### Work to do
A. Print everything from "Not only were" down to "price for Giles." in the article on how baseball values relief pitchers, word for word.
B. Carry on the article about how relief pitchers are valued in trades, picking up right after its last sentence.

### Source excerpt
## Start
The trade deadline has come and gone and now a number of teams set their eyes on the postseason. But, the 2016 trade deadline, like so many others, left a mark. The 2016 deadline made us think and re-evaluate some of our conceived notions. One of them is how we value relievers.
This isn’t a new phenomenon. In the offseason a couple of trades involving relief pitchers had the internet shaking their heads. Those were the Craig Kimbrel and Ken Giles trades. (Kimbrel was sent from the Red Sox to the Padres for Manuel Margot, Javier Guerra, Logan Allen, and Carlos Asuaje. Giles and Jonathan Arauz were sent from the Phillies to the Astros for Vincent Valasquez, Brett Oberholtzer, Thomas Eshelman, Mark Appel, and Harold Arauz.)
Not only were these trades weird, for some they were unfathomable, especially by the Astros. The Red Sox had just hired Dave Dombrowski, who’s garnered quite the reputation for trading his prospects. Luhnow is the antithesis of that narrative. He’s the young and progressive GM: the one with the huge database, the one who knows that relievers aren’t that valuable. Yet, Luhnow paid a hefty price for Giles.
Some, therefore, started suggesting that there was a divide between the way front office members and we the public value relievers, also noting that WAR may not be the best measurement of the trade. Russell Carleton wrote about this in an article entitled, “The Kimbrel Gambit”. Carleton stated that WPA was a better way to evaluate relief pitchers.
## End
### Entries shown
## Start
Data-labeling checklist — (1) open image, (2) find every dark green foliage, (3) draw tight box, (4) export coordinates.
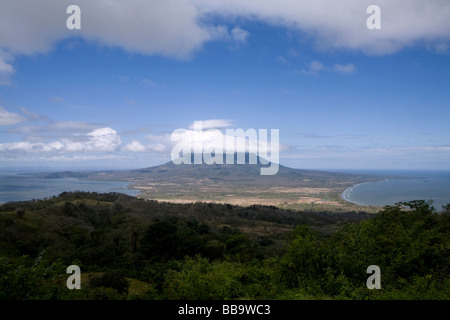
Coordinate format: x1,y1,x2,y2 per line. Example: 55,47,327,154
89,271,130,294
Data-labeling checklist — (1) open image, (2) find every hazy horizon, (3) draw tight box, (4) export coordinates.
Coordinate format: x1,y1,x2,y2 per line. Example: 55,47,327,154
0,0,450,170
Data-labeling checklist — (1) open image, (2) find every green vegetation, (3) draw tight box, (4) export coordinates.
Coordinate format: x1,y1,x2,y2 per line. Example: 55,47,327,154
0,192,450,300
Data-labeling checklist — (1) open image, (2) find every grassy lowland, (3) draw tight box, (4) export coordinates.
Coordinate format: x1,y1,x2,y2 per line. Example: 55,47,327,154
0,192,450,300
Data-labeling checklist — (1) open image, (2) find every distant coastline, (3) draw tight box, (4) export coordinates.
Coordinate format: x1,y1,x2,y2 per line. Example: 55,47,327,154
341,171,450,211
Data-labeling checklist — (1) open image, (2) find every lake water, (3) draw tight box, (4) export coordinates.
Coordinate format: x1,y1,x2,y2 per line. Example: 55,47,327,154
342,171,450,210
0,172,139,203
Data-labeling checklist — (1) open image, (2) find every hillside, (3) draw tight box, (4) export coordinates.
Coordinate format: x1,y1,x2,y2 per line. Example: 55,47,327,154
40,154,386,211
0,192,450,300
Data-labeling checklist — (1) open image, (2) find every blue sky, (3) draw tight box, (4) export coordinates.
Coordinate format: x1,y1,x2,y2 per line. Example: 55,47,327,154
0,0,450,170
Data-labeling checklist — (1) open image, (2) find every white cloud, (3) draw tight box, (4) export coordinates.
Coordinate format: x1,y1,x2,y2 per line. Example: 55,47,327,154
122,140,147,152
0,107,27,126
300,60,356,76
231,27,250,43
301,60,325,75
0,50,16,86
189,119,233,129
0,127,121,153
0,0,450,68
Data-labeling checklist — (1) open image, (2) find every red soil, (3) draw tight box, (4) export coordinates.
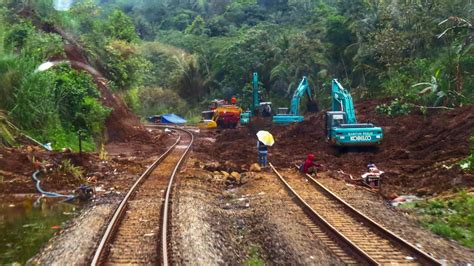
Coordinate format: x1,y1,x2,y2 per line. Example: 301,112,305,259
200,100,474,195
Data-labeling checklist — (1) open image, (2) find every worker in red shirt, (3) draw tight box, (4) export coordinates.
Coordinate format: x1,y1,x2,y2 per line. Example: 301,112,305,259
300,153,321,174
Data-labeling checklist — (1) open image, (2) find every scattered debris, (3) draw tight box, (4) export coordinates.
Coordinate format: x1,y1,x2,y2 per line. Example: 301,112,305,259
390,195,421,207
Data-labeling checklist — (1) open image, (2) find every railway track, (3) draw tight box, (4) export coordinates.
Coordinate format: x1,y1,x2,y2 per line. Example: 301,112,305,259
270,164,441,265
91,126,194,265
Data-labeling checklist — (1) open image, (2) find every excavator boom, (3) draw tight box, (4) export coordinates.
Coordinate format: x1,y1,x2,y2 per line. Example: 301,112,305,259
273,76,313,124
326,79,383,147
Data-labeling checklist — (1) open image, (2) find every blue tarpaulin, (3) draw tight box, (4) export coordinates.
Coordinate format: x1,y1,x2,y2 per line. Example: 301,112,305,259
161,114,187,124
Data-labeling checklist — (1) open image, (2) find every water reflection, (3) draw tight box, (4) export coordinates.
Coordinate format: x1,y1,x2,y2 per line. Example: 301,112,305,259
0,198,78,265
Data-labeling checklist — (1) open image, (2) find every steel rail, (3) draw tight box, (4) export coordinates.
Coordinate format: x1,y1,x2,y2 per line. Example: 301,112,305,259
161,128,194,266
269,163,379,265
90,126,194,266
306,170,442,265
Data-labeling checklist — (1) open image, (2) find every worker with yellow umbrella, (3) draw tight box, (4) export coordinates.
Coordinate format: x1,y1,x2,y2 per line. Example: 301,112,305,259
257,130,275,167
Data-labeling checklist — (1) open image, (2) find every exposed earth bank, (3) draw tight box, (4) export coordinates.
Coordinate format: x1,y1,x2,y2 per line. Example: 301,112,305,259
4,103,474,265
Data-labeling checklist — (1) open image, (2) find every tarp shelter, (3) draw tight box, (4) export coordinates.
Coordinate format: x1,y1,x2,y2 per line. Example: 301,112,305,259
161,114,187,124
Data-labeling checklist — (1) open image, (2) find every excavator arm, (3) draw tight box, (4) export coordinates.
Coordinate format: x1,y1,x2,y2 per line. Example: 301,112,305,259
332,79,357,124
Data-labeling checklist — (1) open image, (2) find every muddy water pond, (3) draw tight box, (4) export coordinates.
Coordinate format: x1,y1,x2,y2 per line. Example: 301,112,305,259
0,198,80,265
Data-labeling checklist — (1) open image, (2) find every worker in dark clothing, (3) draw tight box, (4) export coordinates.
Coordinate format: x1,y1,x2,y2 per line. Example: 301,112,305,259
257,140,268,167
300,153,321,174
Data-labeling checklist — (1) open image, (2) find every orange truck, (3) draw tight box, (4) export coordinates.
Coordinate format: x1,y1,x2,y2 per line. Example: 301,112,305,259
200,100,242,128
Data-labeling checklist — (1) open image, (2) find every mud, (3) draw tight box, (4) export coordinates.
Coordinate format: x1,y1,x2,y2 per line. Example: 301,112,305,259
318,173,474,265
200,100,474,197
172,157,342,265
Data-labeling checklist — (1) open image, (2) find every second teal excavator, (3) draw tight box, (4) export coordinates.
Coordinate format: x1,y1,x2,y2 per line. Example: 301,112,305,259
240,72,272,125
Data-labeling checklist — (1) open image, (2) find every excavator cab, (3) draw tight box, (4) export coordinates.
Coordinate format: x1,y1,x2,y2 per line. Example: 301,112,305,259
326,111,383,146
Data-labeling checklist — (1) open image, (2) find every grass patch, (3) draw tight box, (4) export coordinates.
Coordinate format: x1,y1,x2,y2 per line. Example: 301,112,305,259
414,191,474,248
244,245,265,266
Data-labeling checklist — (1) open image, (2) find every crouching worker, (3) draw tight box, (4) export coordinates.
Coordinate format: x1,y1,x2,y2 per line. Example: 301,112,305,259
300,153,322,175
362,163,384,188
257,140,268,167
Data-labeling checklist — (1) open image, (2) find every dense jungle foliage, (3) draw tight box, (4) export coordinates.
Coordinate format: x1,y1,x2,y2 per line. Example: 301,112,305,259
0,0,474,149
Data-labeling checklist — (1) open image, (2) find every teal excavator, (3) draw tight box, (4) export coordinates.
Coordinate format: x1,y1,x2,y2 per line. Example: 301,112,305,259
240,72,272,125
326,79,383,147
273,77,318,124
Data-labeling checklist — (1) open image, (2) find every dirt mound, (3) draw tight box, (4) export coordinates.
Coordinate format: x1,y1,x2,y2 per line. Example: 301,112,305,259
274,100,474,194
198,100,474,195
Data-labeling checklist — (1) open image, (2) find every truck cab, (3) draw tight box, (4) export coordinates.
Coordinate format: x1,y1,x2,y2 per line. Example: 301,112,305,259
325,111,383,146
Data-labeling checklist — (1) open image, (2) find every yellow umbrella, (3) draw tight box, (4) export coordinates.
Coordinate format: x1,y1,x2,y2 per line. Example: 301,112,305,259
257,130,275,146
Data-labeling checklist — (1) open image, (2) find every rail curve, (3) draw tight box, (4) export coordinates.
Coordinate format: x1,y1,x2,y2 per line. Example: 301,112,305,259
270,163,442,265
91,126,194,266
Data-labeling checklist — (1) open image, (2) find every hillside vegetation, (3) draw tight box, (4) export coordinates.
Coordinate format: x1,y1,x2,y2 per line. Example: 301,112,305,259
0,0,474,149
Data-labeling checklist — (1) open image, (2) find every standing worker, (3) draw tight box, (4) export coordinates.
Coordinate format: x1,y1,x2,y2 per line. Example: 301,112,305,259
257,130,275,167
257,140,268,167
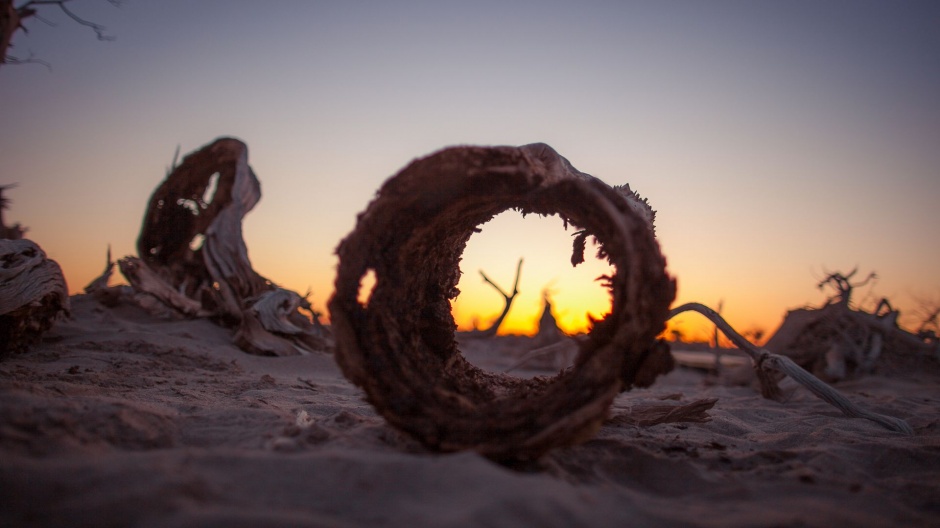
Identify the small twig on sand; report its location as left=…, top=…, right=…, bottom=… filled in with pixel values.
left=669, top=303, right=914, bottom=436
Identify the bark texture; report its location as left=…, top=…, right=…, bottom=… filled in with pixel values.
left=119, top=138, right=328, bottom=356
left=329, top=144, right=675, bottom=460
left=0, top=239, right=69, bottom=359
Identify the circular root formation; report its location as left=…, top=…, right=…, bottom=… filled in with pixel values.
left=329, top=144, right=675, bottom=460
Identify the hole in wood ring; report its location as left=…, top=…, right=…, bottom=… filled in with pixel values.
left=329, top=144, right=675, bottom=459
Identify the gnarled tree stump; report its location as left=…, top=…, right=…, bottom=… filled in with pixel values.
left=0, top=239, right=69, bottom=359
left=329, top=144, right=675, bottom=459
left=119, top=138, right=327, bottom=355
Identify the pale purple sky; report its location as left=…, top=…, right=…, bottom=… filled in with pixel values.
left=0, top=0, right=940, bottom=329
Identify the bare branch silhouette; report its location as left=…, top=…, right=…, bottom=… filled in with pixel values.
left=0, top=0, right=122, bottom=69
left=478, top=258, right=522, bottom=337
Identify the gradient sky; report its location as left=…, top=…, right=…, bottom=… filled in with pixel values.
left=0, top=0, right=940, bottom=337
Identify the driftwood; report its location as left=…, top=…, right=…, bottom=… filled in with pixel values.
left=607, top=395, right=718, bottom=427
left=329, top=144, right=675, bottom=459
left=115, top=138, right=328, bottom=355
left=0, top=239, right=69, bottom=359
left=764, top=270, right=937, bottom=381
left=235, top=288, right=329, bottom=356
left=669, top=303, right=914, bottom=435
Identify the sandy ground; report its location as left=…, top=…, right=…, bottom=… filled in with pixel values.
left=0, top=296, right=940, bottom=528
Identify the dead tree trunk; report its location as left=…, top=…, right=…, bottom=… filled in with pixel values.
left=118, top=138, right=325, bottom=355
left=0, top=240, right=69, bottom=359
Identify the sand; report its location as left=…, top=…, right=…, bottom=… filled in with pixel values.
left=0, top=296, right=940, bottom=528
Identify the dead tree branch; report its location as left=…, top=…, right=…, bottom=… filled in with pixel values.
left=0, top=239, right=69, bottom=359
left=0, top=0, right=122, bottom=67
left=478, top=258, right=522, bottom=337
left=669, top=303, right=914, bottom=435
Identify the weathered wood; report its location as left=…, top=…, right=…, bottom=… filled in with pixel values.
left=137, top=138, right=273, bottom=324
left=329, top=144, right=675, bottom=459
left=470, top=259, right=522, bottom=337
left=118, top=257, right=206, bottom=317
left=669, top=303, right=914, bottom=435
left=0, top=239, right=69, bottom=359
left=235, top=288, right=329, bottom=356
left=118, top=138, right=330, bottom=356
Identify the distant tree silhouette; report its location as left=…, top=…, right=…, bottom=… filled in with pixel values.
left=0, top=0, right=122, bottom=67
left=0, top=183, right=26, bottom=240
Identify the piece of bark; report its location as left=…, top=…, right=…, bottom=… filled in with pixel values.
left=0, top=239, right=69, bottom=359
left=235, top=288, right=330, bottom=356
left=118, top=257, right=206, bottom=317
left=608, top=398, right=718, bottom=427
left=118, top=138, right=330, bottom=356
left=329, top=144, right=675, bottom=460
left=129, top=138, right=274, bottom=324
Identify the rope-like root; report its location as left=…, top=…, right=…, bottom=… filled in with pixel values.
left=669, top=303, right=914, bottom=436
left=329, top=144, right=675, bottom=460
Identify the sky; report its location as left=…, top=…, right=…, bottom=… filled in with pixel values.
left=0, top=0, right=940, bottom=338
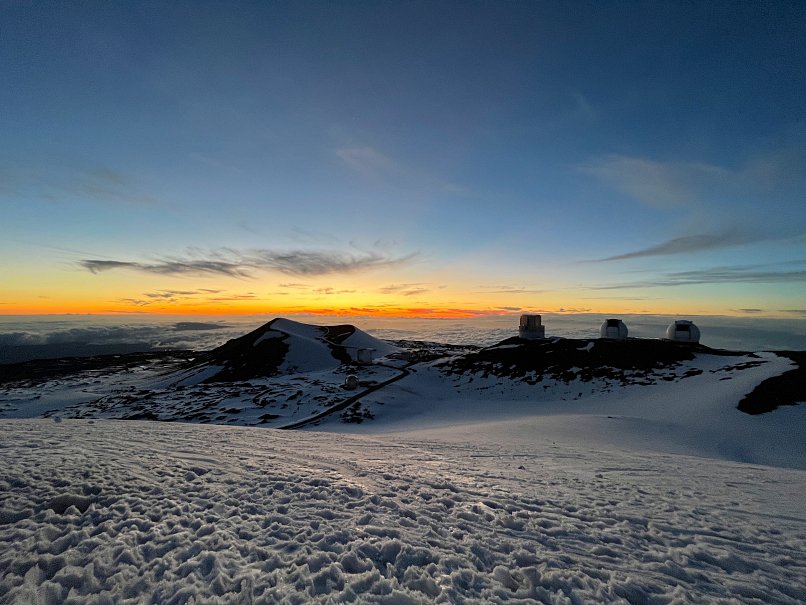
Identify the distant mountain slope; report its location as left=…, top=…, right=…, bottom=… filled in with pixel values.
left=441, top=337, right=760, bottom=384
left=189, top=317, right=396, bottom=382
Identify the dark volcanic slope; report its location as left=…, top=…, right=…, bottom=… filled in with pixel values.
left=440, top=337, right=753, bottom=383
left=194, top=318, right=356, bottom=382
left=738, top=351, right=806, bottom=414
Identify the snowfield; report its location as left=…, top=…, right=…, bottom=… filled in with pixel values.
left=0, top=420, right=806, bottom=604
left=0, top=319, right=806, bottom=605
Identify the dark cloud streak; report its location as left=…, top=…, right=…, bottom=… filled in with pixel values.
left=78, top=250, right=417, bottom=279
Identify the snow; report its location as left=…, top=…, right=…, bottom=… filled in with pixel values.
left=0, top=320, right=806, bottom=605
left=0, top=420, right=806, bottom=604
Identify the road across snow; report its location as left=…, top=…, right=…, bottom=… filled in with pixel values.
left=0, top=420, right=806, bottom=604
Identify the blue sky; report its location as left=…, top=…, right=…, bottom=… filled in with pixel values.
left=0, top=0, right=806, bottom=316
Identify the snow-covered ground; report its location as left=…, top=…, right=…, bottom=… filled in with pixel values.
left=0, top=420, right=806, bottom=604
left=0, top=320, right=806, bottom=605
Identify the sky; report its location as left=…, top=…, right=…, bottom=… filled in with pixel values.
left=0, top=0, right=806, bottom=318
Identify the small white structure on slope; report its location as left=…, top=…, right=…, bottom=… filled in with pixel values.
left=518, top=315, right=546, bottom=340
left=599, top=318, right=628, bottom=340
left=666, top=319, right=700, bottom=344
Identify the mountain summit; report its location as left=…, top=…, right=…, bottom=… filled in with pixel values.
left=194, top=317, right=397, bottom=382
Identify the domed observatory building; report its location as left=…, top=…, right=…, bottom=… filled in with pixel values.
left=666, top=319, right=700, bottom=344
left=599, top=319, right=627, bottom=340
left=518, top=315, right=546, bottom=340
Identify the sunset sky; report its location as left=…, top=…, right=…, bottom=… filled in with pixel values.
left=0, top=0, right=806, bottom=318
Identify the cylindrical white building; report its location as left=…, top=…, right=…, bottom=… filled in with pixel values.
left=518, top=315, right=546, bottom=340
left=666, top=319, right=700, bottom=344
left=599, top=319, right=628, bottom=340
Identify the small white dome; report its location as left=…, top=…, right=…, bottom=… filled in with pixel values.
left=599, top=319, right=628, bottom=340
left=666, top=319, right=700, bottom=343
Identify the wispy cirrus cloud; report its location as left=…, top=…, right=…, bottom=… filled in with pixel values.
left=78, top=249, right=417, bottom=279
left=590, top=260, right=806, bottom=290
left=0, top=162, right=156, bottom=205
left=117, top=288, right=252, bottom=307
left=313, top=287, right=355, bottom=296
left=473, top=286, right=551, bottom=294
left=378, top=282, right=431, bottom=296
left=335, top=145, right=469, bottom=195
left=588, top=230, right=763, bottom=263
left=579, top=154, right=735, bottom=208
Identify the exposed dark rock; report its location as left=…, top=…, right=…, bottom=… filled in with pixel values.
left=736, top=351, right=806, bottom=415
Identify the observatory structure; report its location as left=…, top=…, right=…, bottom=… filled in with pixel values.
left=599, top=319, right=628, bottom=340
left=518, top=315, right=546, bottom=340
left=666, top=319, right=700, bottom=344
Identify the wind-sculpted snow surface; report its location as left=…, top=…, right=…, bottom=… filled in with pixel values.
left=0, top=420, right=806, bottom=604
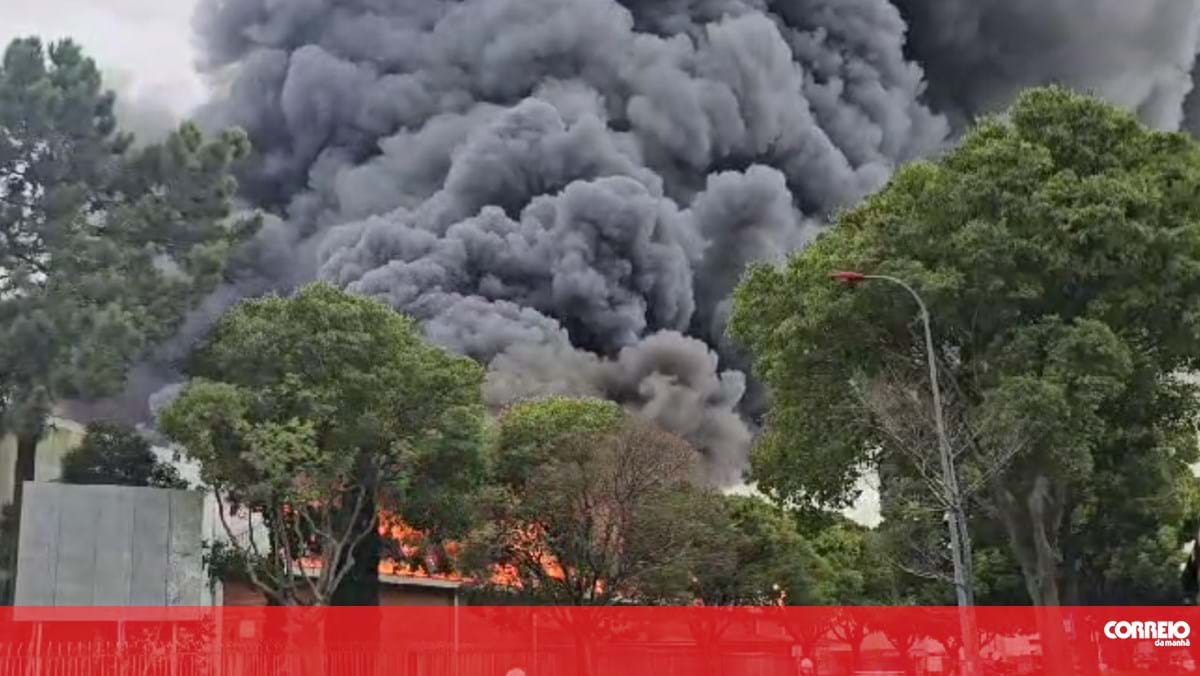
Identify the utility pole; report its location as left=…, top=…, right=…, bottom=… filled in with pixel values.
left=830, top=271, right=980, bottom=676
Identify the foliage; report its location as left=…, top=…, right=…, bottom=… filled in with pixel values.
left=731, top=88, right=1200, bottom=604
left=160, top=283, right=485, bottom=604
left=463, top=399, right=721, bottom=605
left=0, top=38, right=257, bottom=509
left=694, top=496, right=836, bottom=605
left=61, top=421, right=187, bottom=489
## End
### Written responses
A.
Not only were these trades weird, for some they were unfathomable, especially by the Astros. The Red Sox had just hired Dave Dombrowski, who’s garnered quite the reputation for trading his prospects. Luhnow is the antithesis of that narrative. He’s the young and progressive GM: the one with the huge database, the one who knows that relievers aren’t that valuable. Yet, Luhnow paid a hefty price for Giles.

B.
Then the 2016 trade deadline arrived and, as a number of people noted, the reliever market was nearly unbelievable. Deals for Aroldis Chapman, Will Smith, and Andrew Miller were all seen as overpays. I mean, Miller was traded for Clint Frazier, Justus Sheffield, Ben Heller, and J.P. Feyereisen. A huge haul, but perhaps most surprising is that the Indians gave up a bigger hall to get Miller than the one for Lucroy.
Sure is something when teams have to pay more for elite relievers than elite catchers.
— J.P. Breen (@JP_Breen) July 31, 2016
Now, Lucroy ended up vetoing the deal, but it was still surprising and befuddling to see this.
All of this culminated into the idea that there is a disconnect between the way the public and the front office values relief pitchers.
I'm not even really disagreeing that the price for relievers seems really high. I'm just saying it's pretty clear there's a disconnect here.
— Sahadev Sharma (@sahadevsharma) July 29, 2016
But does this make sense? More precisely, does it make sense that we are basically re-thinking the way we evaluate relief pitchers based on trades?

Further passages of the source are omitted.